Em dezembro de 2014, o papa Francisco dirigiu uma carta ao já então prefeito da Congregação para o Culto Divino e Disciplina dos Sacramentos, cardeal Sarah. Nesta, solicitava que as rubricas para o rito do lava-pés fossem revistas, de modo que, “doravante os Pastores da Igreja possam escolher os participantes neste rito entre todos os membros do Povo de Deus. Recomenda-se ainda que aos escolhidos seja fornecida uma explicação adequada do mesmo rito” (FRANCISCO, 2014). As novas disposições quanto às rubricas somente entraram em vigor com a publicação do decreto da referida Congregação, um ano depois.

Alguns registros
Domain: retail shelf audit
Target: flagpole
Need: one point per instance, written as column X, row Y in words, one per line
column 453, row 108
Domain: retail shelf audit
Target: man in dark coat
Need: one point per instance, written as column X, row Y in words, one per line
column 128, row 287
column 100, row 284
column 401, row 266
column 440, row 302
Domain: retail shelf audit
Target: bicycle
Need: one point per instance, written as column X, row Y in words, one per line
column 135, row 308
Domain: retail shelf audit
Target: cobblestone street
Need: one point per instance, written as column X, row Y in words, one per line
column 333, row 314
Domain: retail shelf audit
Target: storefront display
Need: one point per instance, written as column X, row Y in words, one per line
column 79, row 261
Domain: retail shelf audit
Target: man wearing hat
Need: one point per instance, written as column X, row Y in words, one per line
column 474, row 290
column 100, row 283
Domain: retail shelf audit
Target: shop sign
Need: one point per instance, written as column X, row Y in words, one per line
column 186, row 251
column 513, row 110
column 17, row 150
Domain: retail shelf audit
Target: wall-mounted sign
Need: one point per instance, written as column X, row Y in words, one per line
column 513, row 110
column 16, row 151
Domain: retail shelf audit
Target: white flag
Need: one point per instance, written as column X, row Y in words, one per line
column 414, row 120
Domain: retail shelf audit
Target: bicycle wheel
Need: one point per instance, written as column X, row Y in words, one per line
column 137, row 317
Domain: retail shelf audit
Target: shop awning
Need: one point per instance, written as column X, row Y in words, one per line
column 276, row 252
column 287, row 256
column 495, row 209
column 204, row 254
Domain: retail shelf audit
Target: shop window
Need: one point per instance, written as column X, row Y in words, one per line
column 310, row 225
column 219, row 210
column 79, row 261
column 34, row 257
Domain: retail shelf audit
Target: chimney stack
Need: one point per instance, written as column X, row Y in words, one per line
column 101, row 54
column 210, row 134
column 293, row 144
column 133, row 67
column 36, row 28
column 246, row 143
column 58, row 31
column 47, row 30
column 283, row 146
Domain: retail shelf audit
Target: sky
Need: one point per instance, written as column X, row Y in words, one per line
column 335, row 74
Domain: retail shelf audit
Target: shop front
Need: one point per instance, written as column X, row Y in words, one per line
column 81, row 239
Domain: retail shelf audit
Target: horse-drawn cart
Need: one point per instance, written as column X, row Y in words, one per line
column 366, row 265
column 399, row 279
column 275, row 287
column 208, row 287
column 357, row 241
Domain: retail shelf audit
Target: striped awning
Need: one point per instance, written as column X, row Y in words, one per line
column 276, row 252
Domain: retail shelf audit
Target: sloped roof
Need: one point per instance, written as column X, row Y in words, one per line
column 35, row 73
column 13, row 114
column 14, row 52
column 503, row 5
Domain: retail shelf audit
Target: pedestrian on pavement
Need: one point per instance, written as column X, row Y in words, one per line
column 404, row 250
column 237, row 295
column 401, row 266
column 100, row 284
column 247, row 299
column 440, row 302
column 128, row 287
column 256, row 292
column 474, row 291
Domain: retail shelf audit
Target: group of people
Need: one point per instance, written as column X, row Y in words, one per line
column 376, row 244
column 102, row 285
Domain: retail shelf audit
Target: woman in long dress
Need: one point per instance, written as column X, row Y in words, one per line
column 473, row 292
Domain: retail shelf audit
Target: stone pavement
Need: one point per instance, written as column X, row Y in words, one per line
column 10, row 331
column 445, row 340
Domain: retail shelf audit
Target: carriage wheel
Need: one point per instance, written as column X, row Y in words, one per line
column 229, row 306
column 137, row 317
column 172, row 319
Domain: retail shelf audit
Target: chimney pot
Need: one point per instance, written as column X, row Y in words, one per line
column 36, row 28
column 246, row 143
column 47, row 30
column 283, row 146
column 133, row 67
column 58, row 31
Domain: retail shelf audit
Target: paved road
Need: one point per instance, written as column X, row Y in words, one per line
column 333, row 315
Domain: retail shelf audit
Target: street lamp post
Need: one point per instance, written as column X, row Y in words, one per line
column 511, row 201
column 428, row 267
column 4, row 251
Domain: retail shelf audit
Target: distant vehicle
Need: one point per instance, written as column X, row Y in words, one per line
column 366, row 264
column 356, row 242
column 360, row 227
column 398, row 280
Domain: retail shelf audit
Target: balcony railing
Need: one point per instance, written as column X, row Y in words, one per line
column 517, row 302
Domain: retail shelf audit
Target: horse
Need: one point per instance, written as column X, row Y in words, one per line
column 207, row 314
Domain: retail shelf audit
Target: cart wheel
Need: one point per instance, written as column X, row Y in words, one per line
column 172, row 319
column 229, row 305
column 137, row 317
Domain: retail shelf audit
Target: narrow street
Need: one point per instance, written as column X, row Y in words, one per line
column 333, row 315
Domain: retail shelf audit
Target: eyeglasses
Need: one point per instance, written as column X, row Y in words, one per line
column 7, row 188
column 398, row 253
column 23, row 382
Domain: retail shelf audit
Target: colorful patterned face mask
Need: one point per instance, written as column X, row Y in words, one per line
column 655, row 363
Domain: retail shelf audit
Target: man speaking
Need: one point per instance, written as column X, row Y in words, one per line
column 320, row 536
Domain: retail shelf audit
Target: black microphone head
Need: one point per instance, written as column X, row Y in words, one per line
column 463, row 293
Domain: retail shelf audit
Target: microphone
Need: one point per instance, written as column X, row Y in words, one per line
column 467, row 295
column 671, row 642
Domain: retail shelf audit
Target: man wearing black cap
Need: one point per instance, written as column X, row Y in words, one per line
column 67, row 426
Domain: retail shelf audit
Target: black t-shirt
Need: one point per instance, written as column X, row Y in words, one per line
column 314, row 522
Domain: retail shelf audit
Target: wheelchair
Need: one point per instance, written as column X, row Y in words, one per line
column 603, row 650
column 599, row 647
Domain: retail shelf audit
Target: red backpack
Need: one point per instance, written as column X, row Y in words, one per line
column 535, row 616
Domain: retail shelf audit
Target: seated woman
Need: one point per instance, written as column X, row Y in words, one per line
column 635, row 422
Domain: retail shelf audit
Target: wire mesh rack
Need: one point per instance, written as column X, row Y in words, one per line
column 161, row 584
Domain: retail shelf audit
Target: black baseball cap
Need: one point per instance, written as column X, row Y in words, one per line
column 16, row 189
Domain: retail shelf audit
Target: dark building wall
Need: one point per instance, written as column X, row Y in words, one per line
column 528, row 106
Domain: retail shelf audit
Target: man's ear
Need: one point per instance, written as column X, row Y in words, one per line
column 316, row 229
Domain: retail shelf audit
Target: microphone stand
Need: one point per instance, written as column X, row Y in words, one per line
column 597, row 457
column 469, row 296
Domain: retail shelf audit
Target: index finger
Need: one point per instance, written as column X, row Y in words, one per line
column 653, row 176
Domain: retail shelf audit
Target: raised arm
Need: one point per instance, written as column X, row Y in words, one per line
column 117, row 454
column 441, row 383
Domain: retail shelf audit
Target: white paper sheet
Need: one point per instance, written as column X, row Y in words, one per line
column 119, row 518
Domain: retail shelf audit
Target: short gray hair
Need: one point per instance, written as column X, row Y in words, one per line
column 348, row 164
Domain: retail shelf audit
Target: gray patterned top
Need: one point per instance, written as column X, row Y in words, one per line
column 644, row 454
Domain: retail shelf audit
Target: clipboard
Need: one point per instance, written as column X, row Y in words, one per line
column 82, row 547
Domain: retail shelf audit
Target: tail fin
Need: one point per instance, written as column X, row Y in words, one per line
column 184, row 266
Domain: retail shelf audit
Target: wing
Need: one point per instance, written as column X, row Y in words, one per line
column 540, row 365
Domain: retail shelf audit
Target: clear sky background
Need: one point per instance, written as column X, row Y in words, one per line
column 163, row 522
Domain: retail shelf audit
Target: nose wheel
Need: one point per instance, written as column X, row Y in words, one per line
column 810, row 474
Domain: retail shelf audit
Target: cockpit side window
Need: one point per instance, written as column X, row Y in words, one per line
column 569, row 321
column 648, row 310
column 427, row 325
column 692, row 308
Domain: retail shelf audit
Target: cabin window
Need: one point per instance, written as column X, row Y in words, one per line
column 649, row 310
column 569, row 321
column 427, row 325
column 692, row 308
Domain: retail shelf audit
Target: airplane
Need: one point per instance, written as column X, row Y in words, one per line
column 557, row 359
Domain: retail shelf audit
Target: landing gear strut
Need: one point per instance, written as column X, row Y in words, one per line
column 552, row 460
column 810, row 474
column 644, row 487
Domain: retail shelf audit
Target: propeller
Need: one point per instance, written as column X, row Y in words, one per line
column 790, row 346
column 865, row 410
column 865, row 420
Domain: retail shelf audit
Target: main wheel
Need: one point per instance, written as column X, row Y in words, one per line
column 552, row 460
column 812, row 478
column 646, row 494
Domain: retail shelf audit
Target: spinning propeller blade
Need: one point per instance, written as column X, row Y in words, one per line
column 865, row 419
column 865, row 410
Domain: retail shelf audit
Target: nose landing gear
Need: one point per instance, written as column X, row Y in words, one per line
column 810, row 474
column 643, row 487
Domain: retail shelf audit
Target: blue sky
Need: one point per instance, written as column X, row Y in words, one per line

__PROBLEMA BREVE__. Por favor, transcreva do trecho sobre o rito do lava-pés a parte entre "Em dezembro de" e "um ano depois.", inclusive, sem nenhuma alteração. Baseie-se somente no trecho sobre o rito do lava-pés.

__RESULTADO DA TAREFA__.
Em dezembro de 2014, o papa Francisco dirigiu uma carta ao já então prefeito da Congregação para o Culto Divino e Disciplina dos Sacramentos, cardeal Sarah. Nesta, solicitava que as rubricas para o rito do lava-pés fossem revistas, de modo que, “doravante os Pastores da Igreja possam escolher os participantes neste rito entre todos os membros do Povo de Deus. Recomenda-se ainda que aos escolhidos seja fornecida uma explicação adequada do mesmo rito” (FRANCISCO, 2014). As novas disposições quanto às rubricas somente entraram em vigor com a publicação do decreto da referida Congregação, um ano depois.